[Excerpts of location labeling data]
↓
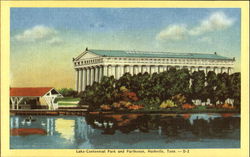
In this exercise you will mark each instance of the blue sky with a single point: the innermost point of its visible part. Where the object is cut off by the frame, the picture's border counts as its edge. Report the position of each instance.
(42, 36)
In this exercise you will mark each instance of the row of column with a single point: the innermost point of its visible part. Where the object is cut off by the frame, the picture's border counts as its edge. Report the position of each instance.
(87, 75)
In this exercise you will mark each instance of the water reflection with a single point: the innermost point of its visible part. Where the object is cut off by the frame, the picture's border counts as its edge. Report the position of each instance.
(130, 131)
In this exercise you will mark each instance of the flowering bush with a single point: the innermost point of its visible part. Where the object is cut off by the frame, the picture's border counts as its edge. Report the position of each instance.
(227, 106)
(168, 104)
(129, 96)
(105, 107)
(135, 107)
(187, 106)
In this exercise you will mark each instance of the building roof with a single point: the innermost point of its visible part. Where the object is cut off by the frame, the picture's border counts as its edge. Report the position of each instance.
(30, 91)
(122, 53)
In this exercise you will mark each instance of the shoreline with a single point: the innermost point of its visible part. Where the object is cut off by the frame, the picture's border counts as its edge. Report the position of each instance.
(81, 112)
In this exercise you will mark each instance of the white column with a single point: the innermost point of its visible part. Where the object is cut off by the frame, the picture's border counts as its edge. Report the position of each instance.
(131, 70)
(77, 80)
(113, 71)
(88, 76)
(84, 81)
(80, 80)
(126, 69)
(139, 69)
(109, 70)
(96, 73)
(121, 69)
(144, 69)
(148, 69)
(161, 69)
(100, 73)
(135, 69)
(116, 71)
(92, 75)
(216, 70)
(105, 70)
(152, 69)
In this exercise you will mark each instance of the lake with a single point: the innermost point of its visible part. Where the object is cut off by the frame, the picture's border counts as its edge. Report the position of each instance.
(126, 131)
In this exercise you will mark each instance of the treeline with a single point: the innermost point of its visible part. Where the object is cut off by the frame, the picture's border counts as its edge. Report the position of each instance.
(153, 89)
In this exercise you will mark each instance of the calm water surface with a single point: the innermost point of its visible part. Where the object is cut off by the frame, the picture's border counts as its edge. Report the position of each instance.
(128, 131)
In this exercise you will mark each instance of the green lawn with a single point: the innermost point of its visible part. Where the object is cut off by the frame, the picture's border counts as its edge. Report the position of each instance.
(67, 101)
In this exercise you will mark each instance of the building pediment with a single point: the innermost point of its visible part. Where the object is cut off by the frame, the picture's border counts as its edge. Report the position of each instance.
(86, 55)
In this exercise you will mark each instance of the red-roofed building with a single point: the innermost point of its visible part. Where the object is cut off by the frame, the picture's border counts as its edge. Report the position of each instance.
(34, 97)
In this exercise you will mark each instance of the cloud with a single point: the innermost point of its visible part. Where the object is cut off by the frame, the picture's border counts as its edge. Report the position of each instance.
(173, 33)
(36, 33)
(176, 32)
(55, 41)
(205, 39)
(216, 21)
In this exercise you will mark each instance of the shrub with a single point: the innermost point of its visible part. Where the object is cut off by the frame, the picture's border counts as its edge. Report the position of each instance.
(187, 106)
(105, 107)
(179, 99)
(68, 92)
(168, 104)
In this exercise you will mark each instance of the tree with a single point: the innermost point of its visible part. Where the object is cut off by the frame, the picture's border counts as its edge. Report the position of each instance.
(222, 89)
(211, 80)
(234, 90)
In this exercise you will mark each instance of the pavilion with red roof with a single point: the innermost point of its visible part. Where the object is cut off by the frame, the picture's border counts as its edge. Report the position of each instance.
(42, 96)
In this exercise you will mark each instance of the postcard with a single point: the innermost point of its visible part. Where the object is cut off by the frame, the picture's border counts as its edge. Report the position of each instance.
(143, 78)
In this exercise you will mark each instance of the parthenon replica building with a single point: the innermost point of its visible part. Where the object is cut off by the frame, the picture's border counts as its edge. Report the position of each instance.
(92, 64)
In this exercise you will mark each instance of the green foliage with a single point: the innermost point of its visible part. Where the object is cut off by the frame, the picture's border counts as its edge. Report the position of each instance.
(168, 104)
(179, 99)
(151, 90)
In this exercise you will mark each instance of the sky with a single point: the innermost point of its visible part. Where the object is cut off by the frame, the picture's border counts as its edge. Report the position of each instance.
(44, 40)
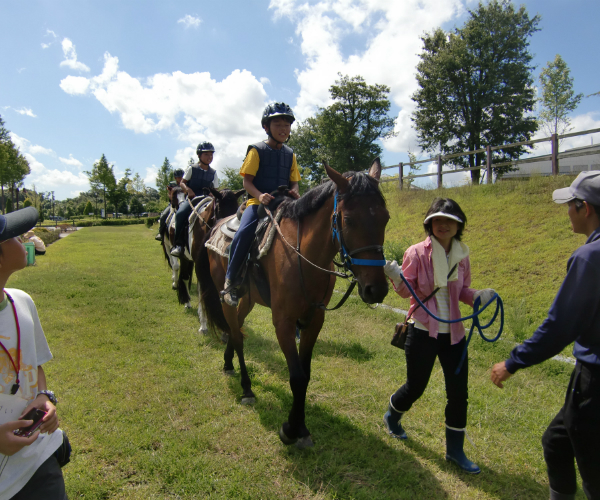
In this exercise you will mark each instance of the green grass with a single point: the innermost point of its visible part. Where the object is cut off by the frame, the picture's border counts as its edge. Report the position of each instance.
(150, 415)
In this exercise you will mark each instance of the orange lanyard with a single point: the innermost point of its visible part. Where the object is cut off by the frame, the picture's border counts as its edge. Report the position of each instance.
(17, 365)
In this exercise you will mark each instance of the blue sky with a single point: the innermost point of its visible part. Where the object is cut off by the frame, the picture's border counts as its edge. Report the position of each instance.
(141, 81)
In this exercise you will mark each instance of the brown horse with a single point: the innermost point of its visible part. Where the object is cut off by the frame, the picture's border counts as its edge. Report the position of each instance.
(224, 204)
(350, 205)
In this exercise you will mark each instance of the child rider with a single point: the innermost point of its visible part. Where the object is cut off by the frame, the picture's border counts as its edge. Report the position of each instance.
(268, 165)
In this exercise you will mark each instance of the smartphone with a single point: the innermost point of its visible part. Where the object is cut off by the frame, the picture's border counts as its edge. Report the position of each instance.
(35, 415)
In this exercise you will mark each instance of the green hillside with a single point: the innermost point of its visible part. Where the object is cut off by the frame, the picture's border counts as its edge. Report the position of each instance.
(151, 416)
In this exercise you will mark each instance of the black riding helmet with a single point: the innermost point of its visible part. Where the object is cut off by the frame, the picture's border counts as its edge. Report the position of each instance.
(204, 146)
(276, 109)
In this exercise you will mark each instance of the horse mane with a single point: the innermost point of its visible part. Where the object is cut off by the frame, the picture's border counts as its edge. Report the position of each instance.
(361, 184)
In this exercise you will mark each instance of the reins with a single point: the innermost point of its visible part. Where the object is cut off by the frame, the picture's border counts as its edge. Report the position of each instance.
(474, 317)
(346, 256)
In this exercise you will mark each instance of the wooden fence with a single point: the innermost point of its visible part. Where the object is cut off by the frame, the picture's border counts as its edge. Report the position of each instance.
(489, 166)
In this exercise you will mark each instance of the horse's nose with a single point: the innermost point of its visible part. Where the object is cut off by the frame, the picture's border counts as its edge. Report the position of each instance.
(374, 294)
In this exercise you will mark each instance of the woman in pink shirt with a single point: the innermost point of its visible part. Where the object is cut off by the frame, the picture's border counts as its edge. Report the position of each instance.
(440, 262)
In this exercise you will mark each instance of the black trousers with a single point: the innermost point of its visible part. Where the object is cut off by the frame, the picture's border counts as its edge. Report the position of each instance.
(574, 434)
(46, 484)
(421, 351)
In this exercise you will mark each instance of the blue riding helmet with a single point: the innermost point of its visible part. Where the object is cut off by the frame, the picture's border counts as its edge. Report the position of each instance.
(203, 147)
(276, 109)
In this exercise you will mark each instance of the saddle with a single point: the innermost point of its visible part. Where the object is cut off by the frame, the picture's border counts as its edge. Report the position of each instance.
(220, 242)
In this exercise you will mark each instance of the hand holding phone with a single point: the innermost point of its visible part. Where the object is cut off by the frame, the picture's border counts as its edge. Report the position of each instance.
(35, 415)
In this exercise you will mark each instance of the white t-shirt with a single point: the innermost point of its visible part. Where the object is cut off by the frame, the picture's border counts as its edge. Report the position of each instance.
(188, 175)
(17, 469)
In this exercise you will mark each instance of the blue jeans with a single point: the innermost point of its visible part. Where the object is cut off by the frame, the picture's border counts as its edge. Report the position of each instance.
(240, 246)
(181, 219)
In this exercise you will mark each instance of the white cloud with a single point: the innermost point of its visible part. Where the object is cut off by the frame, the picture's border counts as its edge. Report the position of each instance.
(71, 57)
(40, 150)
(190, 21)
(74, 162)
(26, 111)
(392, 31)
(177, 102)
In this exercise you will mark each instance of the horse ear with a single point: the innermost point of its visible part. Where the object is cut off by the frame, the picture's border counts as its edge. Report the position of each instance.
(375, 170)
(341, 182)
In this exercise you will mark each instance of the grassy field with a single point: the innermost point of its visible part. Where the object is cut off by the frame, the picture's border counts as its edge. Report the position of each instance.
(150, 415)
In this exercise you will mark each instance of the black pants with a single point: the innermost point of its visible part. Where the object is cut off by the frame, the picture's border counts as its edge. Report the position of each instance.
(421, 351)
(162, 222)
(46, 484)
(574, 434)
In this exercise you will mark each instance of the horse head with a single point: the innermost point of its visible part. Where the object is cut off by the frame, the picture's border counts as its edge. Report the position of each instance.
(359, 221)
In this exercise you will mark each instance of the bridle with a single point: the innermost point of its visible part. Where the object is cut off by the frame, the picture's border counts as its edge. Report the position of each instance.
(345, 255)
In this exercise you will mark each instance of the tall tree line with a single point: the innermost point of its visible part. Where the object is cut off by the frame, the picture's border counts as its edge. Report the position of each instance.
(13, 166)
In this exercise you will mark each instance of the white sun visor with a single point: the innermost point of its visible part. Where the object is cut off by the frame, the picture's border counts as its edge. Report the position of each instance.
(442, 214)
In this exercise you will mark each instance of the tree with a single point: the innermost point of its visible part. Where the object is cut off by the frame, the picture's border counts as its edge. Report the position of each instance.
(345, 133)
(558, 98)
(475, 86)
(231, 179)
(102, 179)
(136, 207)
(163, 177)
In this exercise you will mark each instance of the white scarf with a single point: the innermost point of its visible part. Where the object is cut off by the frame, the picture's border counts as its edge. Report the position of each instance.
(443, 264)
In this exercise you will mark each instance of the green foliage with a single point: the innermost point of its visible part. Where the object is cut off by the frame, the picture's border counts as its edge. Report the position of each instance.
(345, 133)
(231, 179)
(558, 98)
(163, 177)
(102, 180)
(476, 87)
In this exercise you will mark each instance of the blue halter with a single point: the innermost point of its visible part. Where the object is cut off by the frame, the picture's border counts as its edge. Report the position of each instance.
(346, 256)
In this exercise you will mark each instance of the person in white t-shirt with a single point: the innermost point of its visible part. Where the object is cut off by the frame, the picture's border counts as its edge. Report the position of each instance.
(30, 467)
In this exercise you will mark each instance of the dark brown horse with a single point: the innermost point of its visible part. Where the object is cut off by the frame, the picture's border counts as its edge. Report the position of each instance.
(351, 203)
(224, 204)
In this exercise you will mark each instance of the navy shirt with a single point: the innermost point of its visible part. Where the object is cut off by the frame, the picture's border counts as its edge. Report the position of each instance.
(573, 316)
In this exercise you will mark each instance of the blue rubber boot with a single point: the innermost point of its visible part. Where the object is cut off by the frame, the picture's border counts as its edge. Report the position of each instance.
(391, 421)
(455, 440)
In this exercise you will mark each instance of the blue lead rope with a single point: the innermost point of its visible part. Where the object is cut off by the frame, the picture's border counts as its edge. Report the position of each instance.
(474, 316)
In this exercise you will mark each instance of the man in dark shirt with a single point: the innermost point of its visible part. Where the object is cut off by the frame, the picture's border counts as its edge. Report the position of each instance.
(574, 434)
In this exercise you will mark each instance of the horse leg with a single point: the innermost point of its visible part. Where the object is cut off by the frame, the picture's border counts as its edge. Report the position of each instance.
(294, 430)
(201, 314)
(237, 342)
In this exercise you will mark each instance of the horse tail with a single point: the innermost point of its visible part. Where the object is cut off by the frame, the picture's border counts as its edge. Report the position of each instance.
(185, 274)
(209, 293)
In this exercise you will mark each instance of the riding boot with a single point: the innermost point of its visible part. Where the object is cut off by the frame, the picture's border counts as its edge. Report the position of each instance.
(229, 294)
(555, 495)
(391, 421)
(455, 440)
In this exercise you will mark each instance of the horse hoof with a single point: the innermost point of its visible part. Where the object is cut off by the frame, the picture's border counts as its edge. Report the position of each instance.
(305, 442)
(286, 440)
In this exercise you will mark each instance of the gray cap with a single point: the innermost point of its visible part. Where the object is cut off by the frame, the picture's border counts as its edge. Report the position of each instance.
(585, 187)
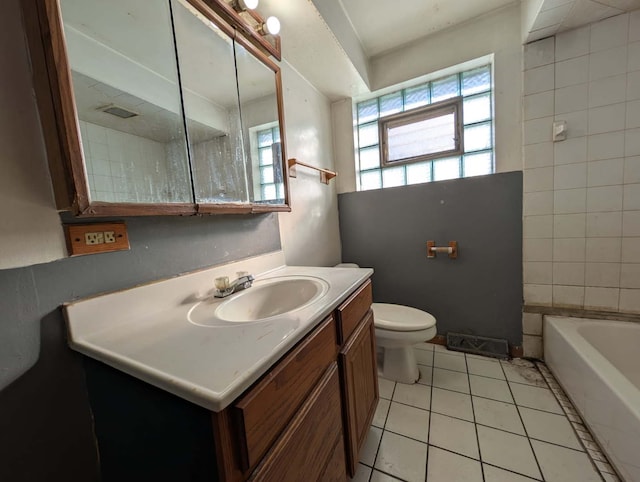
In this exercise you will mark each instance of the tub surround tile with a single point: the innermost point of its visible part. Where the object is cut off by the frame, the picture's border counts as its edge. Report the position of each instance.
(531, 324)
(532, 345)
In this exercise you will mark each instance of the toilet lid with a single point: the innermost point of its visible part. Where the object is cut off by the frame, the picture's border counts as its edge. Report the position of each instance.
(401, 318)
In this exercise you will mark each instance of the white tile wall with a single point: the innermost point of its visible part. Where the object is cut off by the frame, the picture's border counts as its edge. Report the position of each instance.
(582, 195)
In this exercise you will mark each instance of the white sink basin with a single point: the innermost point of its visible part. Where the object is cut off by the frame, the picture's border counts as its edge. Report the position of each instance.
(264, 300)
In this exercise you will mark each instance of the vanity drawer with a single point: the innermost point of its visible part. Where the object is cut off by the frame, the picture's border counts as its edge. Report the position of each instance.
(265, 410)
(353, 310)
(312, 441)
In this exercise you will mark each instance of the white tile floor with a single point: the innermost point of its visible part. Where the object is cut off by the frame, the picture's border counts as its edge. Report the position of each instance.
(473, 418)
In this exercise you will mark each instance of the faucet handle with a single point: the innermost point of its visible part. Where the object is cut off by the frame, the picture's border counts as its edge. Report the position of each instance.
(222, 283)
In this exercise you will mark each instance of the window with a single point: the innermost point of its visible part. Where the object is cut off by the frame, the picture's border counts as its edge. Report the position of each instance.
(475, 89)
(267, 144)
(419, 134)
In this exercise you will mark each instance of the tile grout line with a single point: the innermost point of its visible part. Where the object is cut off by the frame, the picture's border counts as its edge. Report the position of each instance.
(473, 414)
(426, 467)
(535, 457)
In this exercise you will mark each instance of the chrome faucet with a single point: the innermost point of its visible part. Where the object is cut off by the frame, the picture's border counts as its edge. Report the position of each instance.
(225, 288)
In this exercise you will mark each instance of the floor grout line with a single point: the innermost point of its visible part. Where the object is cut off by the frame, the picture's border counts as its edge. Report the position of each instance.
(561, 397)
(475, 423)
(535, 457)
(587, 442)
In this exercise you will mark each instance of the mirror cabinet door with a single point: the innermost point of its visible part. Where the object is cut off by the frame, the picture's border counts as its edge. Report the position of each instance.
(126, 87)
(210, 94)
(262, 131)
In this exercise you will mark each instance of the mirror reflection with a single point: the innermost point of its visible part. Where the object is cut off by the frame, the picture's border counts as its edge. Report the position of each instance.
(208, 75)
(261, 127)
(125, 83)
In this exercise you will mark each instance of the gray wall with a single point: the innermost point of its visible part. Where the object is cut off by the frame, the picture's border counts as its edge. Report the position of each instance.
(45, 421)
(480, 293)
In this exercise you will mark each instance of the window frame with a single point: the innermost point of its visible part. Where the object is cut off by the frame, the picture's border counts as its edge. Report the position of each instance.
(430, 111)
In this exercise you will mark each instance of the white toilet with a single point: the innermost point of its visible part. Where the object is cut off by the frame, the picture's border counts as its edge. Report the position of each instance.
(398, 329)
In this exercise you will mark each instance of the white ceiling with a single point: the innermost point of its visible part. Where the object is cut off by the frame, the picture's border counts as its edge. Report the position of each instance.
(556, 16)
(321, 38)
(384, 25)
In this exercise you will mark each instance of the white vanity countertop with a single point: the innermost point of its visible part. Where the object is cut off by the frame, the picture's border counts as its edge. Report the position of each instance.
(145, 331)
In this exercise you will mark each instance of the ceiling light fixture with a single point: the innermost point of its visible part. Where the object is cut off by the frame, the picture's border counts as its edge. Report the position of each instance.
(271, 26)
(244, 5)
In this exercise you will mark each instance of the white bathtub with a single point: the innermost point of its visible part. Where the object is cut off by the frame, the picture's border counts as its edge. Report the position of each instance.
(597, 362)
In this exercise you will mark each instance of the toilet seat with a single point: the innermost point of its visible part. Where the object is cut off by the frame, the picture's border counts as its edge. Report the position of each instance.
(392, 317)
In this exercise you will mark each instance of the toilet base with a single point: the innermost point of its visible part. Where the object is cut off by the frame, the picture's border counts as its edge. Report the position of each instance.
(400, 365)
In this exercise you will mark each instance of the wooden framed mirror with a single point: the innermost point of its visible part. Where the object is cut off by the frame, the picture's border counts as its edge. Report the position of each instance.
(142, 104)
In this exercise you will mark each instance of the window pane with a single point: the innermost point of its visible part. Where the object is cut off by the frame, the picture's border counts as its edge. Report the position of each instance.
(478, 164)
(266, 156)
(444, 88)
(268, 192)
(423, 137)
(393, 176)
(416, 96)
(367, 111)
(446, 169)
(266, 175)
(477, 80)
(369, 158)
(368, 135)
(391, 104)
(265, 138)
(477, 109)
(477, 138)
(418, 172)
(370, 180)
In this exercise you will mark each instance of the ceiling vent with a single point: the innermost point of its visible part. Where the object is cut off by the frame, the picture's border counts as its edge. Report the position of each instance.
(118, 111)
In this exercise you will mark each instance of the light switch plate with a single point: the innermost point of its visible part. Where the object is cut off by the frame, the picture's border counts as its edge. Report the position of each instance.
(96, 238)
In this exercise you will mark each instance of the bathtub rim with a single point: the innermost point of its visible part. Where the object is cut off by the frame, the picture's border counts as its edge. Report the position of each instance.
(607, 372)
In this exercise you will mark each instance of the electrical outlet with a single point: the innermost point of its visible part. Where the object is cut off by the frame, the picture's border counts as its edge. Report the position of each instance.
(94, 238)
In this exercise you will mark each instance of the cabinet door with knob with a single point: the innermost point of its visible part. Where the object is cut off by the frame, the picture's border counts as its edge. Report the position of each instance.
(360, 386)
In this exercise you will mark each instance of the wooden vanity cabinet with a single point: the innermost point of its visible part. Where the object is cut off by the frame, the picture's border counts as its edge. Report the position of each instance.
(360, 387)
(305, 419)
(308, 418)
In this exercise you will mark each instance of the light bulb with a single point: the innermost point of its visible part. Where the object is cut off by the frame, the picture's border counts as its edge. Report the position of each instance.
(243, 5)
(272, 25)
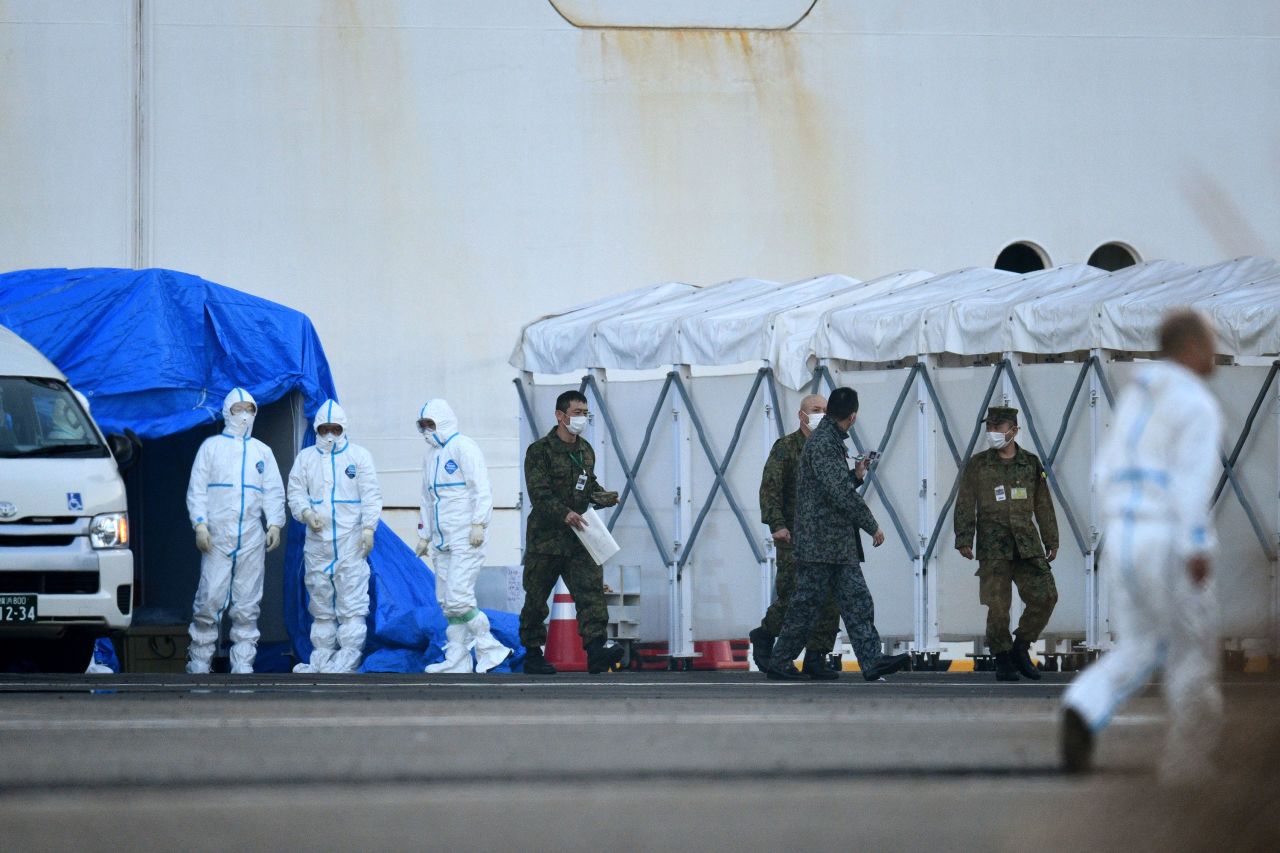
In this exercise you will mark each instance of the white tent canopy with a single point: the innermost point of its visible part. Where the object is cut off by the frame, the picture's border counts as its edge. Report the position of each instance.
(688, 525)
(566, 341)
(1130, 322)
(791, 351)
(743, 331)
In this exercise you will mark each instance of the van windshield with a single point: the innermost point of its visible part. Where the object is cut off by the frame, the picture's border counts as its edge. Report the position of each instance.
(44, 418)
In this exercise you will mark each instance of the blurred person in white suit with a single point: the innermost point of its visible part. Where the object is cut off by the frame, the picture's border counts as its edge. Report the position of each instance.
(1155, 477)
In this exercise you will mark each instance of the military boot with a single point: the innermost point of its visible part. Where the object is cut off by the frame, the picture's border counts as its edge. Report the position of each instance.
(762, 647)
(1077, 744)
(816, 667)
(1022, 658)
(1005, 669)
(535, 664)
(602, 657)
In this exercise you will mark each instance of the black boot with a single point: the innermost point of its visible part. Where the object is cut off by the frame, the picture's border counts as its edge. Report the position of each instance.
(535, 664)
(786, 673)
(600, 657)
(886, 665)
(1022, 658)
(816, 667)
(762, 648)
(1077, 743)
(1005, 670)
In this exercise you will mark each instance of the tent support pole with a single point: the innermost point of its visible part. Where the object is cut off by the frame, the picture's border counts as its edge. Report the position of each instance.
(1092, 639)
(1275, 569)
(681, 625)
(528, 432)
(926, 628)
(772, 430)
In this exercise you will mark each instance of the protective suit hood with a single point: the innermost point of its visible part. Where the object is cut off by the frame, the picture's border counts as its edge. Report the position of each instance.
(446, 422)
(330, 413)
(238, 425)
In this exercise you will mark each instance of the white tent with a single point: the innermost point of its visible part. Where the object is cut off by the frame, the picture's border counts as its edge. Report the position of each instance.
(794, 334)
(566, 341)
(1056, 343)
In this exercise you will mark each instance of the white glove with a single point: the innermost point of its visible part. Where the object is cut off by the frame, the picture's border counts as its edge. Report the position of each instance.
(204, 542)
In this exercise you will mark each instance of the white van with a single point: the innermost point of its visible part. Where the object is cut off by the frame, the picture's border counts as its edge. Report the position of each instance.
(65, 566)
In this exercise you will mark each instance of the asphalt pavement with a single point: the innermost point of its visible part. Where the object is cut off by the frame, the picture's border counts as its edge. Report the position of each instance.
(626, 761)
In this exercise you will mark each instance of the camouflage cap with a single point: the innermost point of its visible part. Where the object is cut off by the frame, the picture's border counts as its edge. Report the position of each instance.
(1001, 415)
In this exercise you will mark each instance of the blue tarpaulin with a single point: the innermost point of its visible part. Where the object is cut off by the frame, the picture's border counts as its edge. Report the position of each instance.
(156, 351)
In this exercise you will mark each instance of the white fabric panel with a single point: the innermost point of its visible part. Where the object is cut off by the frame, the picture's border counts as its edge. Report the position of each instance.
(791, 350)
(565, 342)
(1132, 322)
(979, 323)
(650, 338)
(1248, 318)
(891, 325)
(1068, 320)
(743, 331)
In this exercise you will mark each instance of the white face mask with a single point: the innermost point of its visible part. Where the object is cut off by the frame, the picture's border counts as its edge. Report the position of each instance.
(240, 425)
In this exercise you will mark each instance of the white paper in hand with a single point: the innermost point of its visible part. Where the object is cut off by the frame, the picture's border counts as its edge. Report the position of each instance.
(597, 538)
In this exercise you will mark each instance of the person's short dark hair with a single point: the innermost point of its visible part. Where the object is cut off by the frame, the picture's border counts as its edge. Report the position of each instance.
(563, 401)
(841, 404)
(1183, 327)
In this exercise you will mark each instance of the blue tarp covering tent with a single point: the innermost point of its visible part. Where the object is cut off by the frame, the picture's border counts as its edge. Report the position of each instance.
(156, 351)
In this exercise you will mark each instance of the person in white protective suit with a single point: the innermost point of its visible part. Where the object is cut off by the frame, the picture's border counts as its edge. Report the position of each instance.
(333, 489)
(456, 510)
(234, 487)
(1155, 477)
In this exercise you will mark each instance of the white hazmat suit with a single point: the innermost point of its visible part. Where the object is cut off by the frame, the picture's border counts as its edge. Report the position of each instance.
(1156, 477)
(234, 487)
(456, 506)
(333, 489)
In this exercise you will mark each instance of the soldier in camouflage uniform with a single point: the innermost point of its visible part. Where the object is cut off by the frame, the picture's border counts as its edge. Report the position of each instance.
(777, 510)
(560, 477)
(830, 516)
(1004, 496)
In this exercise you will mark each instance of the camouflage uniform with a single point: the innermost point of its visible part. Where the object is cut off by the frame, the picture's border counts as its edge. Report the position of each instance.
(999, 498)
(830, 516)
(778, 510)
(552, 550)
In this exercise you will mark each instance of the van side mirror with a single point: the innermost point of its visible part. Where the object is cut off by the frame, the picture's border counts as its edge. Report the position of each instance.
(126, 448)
↑
▶ WHAT IS ASKED
Quote exactly and only the lines from the one holding "the camouflage uniform" through the end of the data.

▶ EXERCISE SOLUTION
In this exercise you will mark each instance of the camouflage uniform with a single point: the innermost point of its visible part. Where the object is cut off by the frame, the picture's border counts as its edge. Report the position of each instance.
(999, 498)
(830, 516)
(778, 510)
(552, 550)
In this exercise you will mark each instance of the van side mirror with a single point: the innermost point of its visible part. Where the object is cut off by the frame, the picture's border counts as its edge. Report the position of each instance.
(126, 448)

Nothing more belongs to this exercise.